YOUR TASK
In the records, starting with the line that contains "The function MUST return, for every instance of the neon" and going on through the end of the records, write out every line again with "thickest" changed to "widest" and nothing else changed.

▶

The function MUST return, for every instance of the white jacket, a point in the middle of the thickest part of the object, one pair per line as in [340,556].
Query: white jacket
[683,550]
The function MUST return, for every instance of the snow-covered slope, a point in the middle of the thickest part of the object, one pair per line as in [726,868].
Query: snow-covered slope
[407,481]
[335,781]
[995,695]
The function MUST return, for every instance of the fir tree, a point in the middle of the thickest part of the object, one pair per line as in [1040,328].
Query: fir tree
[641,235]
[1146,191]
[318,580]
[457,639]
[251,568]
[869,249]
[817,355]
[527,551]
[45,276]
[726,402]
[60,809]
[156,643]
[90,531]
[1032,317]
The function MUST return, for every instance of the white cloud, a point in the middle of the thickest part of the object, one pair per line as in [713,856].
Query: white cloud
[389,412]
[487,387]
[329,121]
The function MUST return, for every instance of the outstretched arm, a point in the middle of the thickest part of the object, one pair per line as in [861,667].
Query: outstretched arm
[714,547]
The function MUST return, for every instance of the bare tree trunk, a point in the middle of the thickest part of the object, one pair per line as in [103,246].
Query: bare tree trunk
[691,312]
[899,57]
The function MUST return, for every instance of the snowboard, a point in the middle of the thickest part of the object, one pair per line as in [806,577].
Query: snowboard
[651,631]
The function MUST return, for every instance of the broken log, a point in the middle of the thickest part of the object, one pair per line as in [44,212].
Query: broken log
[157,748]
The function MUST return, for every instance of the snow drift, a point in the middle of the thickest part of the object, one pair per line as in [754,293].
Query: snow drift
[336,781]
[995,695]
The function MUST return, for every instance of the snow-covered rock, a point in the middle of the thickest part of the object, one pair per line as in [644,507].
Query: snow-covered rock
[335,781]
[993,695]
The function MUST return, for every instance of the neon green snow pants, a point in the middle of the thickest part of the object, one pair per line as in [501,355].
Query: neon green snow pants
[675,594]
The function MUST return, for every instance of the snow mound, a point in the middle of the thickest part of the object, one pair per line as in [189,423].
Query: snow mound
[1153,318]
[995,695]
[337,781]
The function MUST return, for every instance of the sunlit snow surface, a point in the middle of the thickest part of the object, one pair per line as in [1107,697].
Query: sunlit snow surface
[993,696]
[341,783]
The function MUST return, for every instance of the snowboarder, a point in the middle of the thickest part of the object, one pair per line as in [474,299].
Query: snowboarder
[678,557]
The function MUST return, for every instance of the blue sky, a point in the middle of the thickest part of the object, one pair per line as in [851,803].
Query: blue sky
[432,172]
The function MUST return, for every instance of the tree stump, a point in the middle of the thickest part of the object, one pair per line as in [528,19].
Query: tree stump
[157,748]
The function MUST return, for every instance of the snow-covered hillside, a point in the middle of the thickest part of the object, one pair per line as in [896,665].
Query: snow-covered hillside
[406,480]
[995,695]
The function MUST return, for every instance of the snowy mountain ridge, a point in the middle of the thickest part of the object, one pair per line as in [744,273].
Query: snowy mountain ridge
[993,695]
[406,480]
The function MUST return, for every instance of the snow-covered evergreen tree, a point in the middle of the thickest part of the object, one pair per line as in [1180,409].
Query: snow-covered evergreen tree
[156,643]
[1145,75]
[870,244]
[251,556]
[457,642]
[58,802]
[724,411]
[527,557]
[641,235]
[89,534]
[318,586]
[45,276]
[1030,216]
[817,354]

◀

EXERCISE RESPONSE
The function MUST return, for every instance of the neon green snow pants, a point in the middle of the widest part of the object, one pair per line as in [501,355].
Query: neon green snow pants
[675,594]
The function MUST return, for every instance of the snow mound, a point in the middle of the widest part of the object, one pair per line as in [189,423].
Query: snow mound
[1153,318]
[995,695]
[337,781]
The function MUST return, for every instance of the sunlit snow surface, a point in the middle of the widest part of the object, one pair per line as in [1107,697].
Query: sunlit snow surface
[993,696]
[341,783]
The function MUST return, for every instance of the snowboarder, a point in the middle of the widest part of the object, one pair per line as in [474,299].
Query: snowboarder
[678,557]
The function MUST return, for every instance of the blue sky, a point in the middle of the widest part of the object, one pair per line as in [851,803].
Query: blue sky
[432,172]
The function MUST return, for every instance of the tree stump, a point in the middle of the widest part of the object, one pair per line as in [528,19].
Query: tree stump
[157,748]
The function MUST return, for every instance of the snow-covered hillside, a point in the middle of the widest part of the object, one pair per line as in [896,665].
Query: snow-covered hillside
[406,480]
[995,695]
The function MUST return, for every instance of the snowy mountain ridge, a point in the middle of the widest part of the object, one pair per line as in [744,273].
Query: snowy mountain ridge
[993,695]
[406,480]
The function MUST return, for every instance of the snow-covered evergreen tree, a point in the middle of the widest part of the object, one pair per line as in [1180,409].
Query: snow-covered evergreen tree
[156,643]
[1145,75]
[870,244]
[251,556]
[457,642]
[58,802]
[724,411]
[527,557]
[641,235]
[89,534]
[318,586]
[45,276]
[1030,216]
[817,354]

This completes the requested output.